**RECORDS SUPPLIED**
┌──
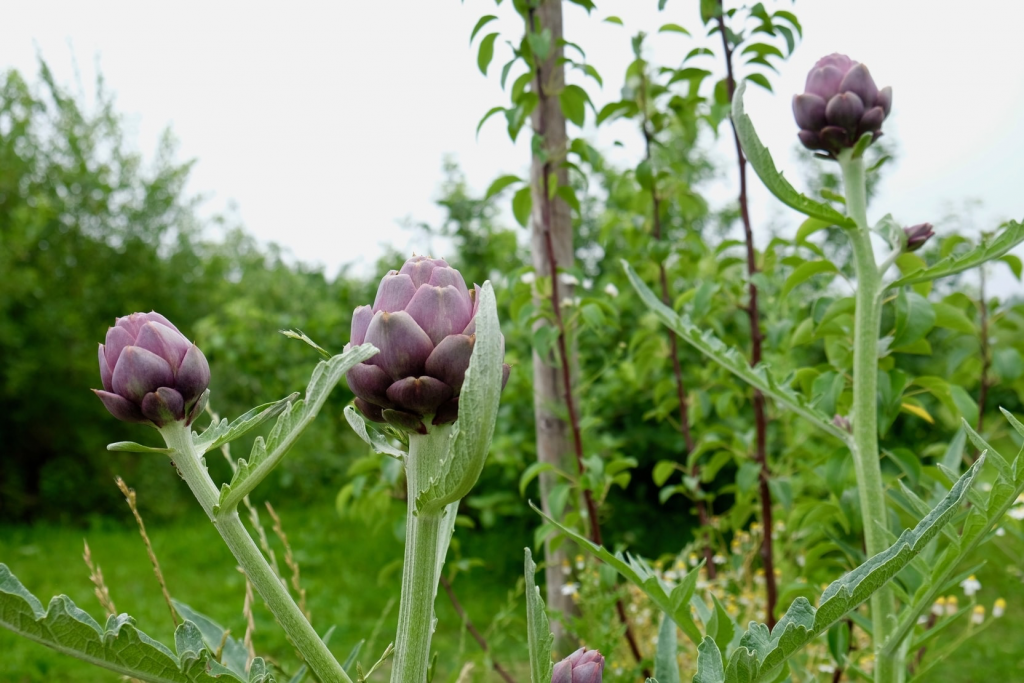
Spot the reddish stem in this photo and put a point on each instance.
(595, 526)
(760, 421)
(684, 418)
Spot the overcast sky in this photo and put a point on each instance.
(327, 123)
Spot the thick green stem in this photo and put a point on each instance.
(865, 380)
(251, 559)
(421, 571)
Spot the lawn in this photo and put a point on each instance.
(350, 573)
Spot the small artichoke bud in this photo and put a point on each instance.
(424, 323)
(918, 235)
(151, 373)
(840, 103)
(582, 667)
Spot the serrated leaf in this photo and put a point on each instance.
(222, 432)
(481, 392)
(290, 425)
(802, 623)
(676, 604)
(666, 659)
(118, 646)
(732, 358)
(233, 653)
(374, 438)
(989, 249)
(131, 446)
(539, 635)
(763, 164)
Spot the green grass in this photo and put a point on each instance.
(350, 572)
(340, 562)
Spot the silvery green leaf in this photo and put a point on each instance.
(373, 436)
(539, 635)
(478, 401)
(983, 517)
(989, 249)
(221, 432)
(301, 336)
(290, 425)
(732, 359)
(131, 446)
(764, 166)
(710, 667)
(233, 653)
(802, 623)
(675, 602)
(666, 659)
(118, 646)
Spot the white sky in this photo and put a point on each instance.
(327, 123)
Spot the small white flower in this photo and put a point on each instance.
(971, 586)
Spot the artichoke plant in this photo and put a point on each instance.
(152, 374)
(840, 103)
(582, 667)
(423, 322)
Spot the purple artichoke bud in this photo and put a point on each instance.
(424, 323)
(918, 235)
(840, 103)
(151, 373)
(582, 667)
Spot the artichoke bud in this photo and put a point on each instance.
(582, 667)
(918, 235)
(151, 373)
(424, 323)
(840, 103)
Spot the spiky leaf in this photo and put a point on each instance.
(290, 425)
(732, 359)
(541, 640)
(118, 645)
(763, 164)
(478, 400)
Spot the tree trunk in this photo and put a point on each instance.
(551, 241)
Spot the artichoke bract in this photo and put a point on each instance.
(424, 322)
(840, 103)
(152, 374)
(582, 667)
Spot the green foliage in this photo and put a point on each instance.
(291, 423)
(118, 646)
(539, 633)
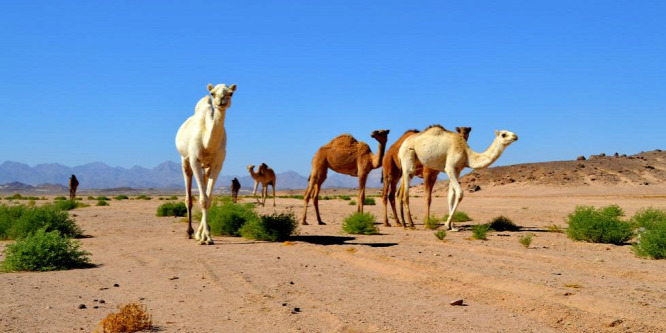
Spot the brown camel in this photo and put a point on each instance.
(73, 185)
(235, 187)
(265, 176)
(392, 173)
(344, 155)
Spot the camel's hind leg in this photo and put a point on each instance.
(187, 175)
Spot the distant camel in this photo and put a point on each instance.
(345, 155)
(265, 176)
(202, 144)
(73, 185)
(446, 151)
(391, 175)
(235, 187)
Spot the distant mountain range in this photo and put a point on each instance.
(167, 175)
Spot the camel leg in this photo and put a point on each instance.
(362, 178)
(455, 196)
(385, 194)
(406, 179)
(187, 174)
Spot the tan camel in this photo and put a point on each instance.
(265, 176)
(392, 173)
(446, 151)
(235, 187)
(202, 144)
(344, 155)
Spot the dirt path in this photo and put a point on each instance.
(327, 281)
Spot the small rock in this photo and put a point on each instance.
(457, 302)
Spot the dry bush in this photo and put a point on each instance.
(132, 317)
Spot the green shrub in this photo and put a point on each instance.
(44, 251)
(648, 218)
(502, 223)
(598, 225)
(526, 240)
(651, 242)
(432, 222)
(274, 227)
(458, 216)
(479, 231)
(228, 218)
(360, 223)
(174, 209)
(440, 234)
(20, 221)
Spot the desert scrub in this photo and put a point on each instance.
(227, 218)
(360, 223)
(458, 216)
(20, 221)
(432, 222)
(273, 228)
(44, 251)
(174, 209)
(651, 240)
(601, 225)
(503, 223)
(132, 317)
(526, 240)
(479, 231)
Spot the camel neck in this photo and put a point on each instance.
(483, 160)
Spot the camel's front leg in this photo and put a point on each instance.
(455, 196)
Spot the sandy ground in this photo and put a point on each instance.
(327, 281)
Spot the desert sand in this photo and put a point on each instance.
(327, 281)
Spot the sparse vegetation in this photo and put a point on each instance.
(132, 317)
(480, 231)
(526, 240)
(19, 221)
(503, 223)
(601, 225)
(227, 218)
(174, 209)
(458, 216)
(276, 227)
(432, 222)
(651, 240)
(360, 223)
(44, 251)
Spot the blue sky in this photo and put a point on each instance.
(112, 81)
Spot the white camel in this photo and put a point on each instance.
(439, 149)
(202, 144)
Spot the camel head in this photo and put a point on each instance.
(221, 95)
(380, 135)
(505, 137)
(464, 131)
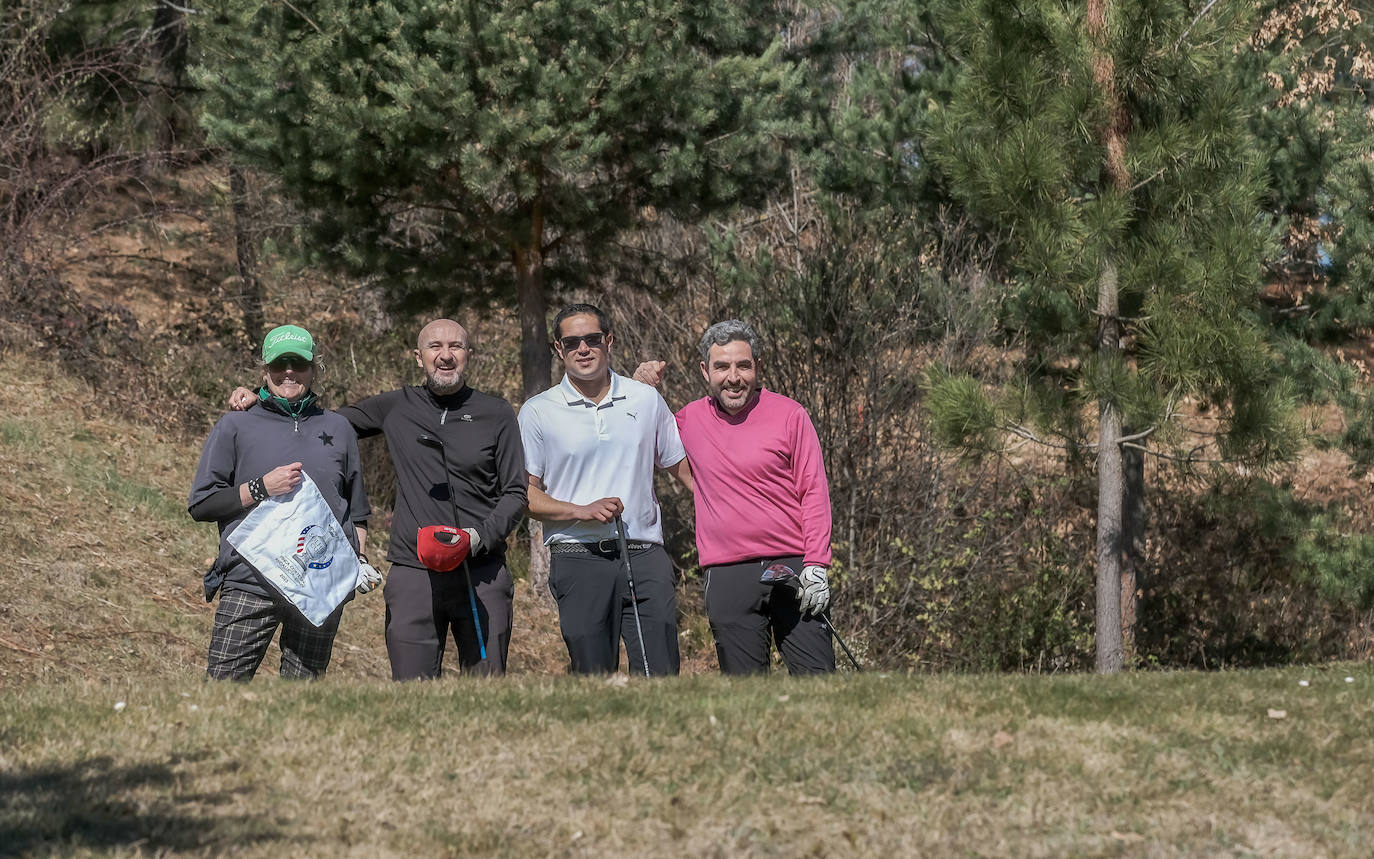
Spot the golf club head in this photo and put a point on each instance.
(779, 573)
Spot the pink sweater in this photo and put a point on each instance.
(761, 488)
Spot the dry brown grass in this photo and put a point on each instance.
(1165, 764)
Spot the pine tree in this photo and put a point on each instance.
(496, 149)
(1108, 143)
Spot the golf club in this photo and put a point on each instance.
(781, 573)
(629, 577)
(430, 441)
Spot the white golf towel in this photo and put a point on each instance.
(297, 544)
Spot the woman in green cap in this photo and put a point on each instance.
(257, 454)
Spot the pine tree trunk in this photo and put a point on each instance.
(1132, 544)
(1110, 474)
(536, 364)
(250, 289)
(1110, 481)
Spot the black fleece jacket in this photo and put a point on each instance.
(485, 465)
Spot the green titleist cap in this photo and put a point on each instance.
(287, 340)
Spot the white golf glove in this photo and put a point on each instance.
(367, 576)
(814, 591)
└──
**PROBLEM**
Above are the records; reproduce them exactly and leave out the pictures.

**ANSWER TO THIS PROBLEM**
Spot the reddish stem in this photo and put a point on each instance.
(595, 526)
(760, 421)
(684, 418)
Spot the overcast sky in this photo and put a point on each instance.
(327, 123)
Spot the thick green stem in this photo and put a point on each instance.
(865, 380)
(251, 559)
(421, 571)
Spot the lawn in this photo and put a point on each instance.
(350, 573)
Spot the small artichoke bud in this photo and put a point on each instance.
(424, 323)
(918, 235)
(151, 373)
(840, 103)
(582, 667)
Spot the serrated leaf in this photo and put a point on each instance.
(222, 432)
(481, 392)
(290, 425)
(802, 623)
(676, 604)
(666, 659)
(118, 646)
(732, 358)
(233, 653)
(374, 438)
(989, 249)
(131, 446)
(539, 635)
(763, 164)
Spot the green grass in this photo and put a point on each instance.
(350, 572)
(340, 562)
Spot the silvery green leaf in this photo and put a point on each instance.
(373, 436)
(539, 635)
(478, 401)
(983, 517)
(989, 249)
(221, 432)
(301, 336)
(290, 425)
(732, 359)
(131, 446)
(764, 166)
(710, 667)
(233, 653)
(802, 623)
(675, 602)
(666, 659)
(118, 646)
Spot the white sky in this photo and put a point on each instance.
(327, 123)
Spot the small white flower in this photo and put a point on each instance.
(971, 586)
Spot the artichoke plant in this photo and put a point on each instance.
(152, 374)
(840, 103)
(582, 667)
(423, 322)
Spot the purple artichoke bud in this photo and put a point on each instance.
(424, 323)
(918, 235)
(840, 103)
(151, 373)
(582, 667)
Spot the artichoke bud in this photo and put a point on each instance.
(582, 667)
(918, 235)
(151, 373)
(424, 323)
(840, 103)
Spot the spiky leaf in this photo and put a point on each instance.
(290, 425)
(732, 359)
(541, 640)
(118, 645)
(763, 164)
(478, 400)
Spot the tree trunk in this photo and put a point on each instance.
(551, 241)
Spot the artichoke bract in this photo and put a point on each instance.
(424, 322)
(840, 103)
(152, 374)
(582, 667)
Spot the green foliage in this photo and put a point on each instance.
(291, 423)
(118, 646)
(539, 633)
Spot the brown camel in this photo and put a point on each instance.
(73, 185)
(235, 187)
(265, 176)
(392, 173)
(344, 155)
Spot the camel's hind leg in this photo and put a point on each instance.
(187, 175)
Spot the distant camel in this photo and put a point on each instance.
(345, 155)
(265, 176)
(202, 144)
(73, 185)
(446, 151)
(391, 175)
(235, 187)
Spot the distant mountain range in this photo and put a point on each instance.
(167, 175)
Spot the camel leg in this photo and put a point on each instance.
(362, 178)
(455, 196)
(385, 194)
(406, 179)
(187, 174)
Spot the tan camel in this photo and put a point on each instance.
(265, 176)
(392, 173)
(446, 151)
(235, 187)
(202, 144)
(344, 155)
Spot the dirt path in this photo and put a point on each instance.
(327, 281)
Spot the small rock in this photo and put a point on each instance.
(457, 302)
Spot the dry bush in this photo and put a point on each instance.
(132, 317)
Spot the green shrub in this photo and put a point on each instance.
(44, 251)
(648, 218)
(502, 223)
(598, 225)
(526, 240)
(651, 242)
(432, 222)
(274, 227)
(458, 216)
(479, 231)
(228, 218)
(360, 223)
(174, 209)
(440, 234)
(20, 221)
Spot the desert scrub in this photo and put a point on each instance.
(227, 218)
(360, 223)
(458, 216)
(20, 221)
(432, 222)
(273, 228)
(44, 251)
(174, 209)
(651, 240)
(601, 225)
(503, 223)
(132, 317)
(526, 240)
(479, 231)
Spot the camel neck in this photo and put a point on each instance.
(483, 160)
Spot the camel's front leg in this photo and put a point on each instance.
(455, 196)
Spot the sandy ground in this photo and put a point on each instance.
(327, 281)
Spot the desert sand in this photo and put a point on each instance.
(327, 281)
Spot the sparse vegetation in this photo and put a point on each instance.
(132, 317)
(480, 231)
(526, 240)
(19, 221)
(503, 223)
(601, 225)
(227, 218)
(174, 209)
(458, 216)
(276, 227)
(432, 222)
(651, 240)
(360, 223)
(44, 251)
Spot the blue sky in this photo and put a point on each instance.
(112, 81)
Spot the white camel in this photo and put a point on each instance.
(439, 149)
(202, 144)
Spot the camel head in this photo and put a point on each instance.
(221, 95)
(380, 135)
(505, 137)
(464, 131)
Spot the golf club head in this photo and put a point on each instance.
(779, 573)
Spot the pink sweater in this photo and put a point on each instance.
(761, 488)
Spot the dry brown grass in this photo and put a point on each instance.
(1165, 764)
Spot the pine tree in this photo and put a point on each instance.
(496, 149)
(1108, 143)
Spot the golf club in this photo and put a point on each instance.
(781, 573)
(629, 577)
(430, 441)
Spot the white golf towel in this photo and put a point on each instance.
(297, 544)
Spot the woman in green cap in this photo and put a point on each instance.
(257, 454)
Spot the pine tree trunk in this photo and put a point on each instance.
(1132, 544)
(1110, 474)
(536, 364)
(250, 289)
(1110, 481)
Spot the black fleece jacket in this photo and put a point on each instance.
(485, 465)
Spot the green titleist cap in this photo and put a point on each instance.
(287, 340)
Spot the white golf glove in this photo and put a point on each instance.
(367, 576)
(814, 591)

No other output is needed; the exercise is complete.